▸ **Records for this task**
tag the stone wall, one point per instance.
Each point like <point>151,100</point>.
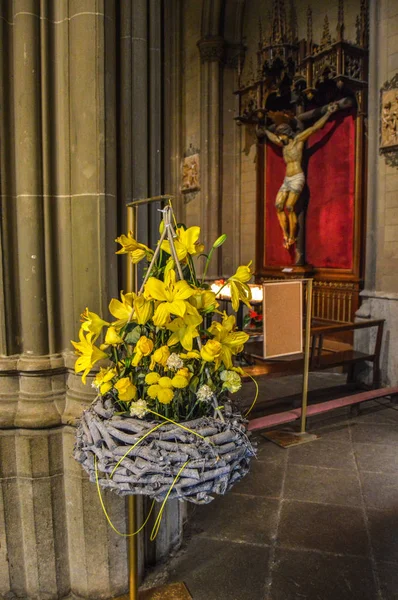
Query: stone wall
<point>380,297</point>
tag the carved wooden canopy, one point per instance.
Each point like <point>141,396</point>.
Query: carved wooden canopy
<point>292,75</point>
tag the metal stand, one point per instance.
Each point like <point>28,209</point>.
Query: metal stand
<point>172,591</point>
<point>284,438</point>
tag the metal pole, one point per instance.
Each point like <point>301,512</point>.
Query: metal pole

---

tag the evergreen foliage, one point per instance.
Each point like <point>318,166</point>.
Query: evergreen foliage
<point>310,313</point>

* * *

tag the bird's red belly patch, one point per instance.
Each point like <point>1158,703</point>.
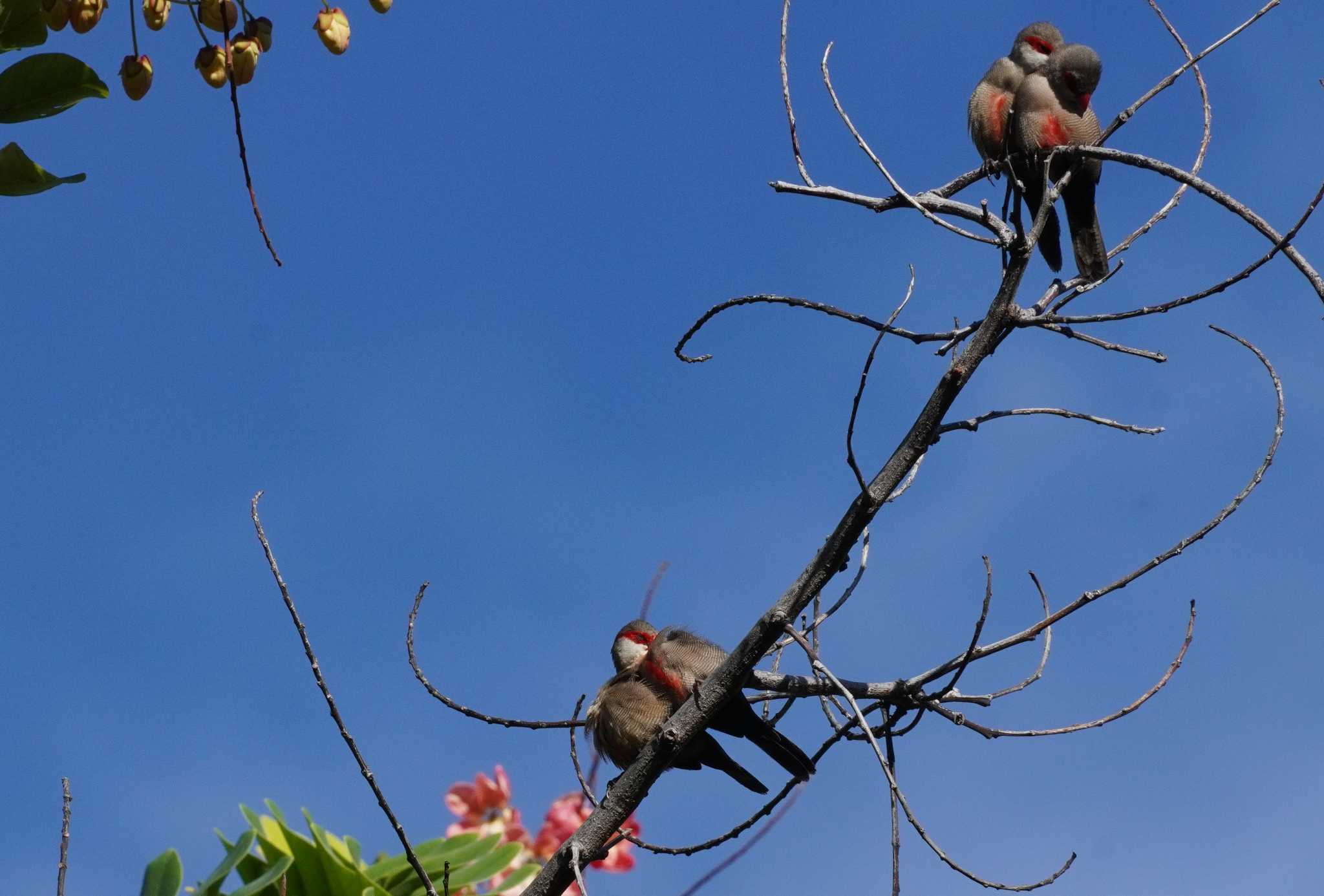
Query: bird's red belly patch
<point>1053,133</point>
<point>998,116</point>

▸ **Task to carry out**
Copy out the entries word for word, from the line that contains "tag the bird's" through the line that contains "<point>998,116</point>", including both of those lines. Omit the pictures from the answer.

▸ **Result**
tag the bird's red belly patch, one point per instance.
Each point like <point>1158,703</point>.
Query: bird's red belly patch
<point>1053,133</point>
<point>998,116</point>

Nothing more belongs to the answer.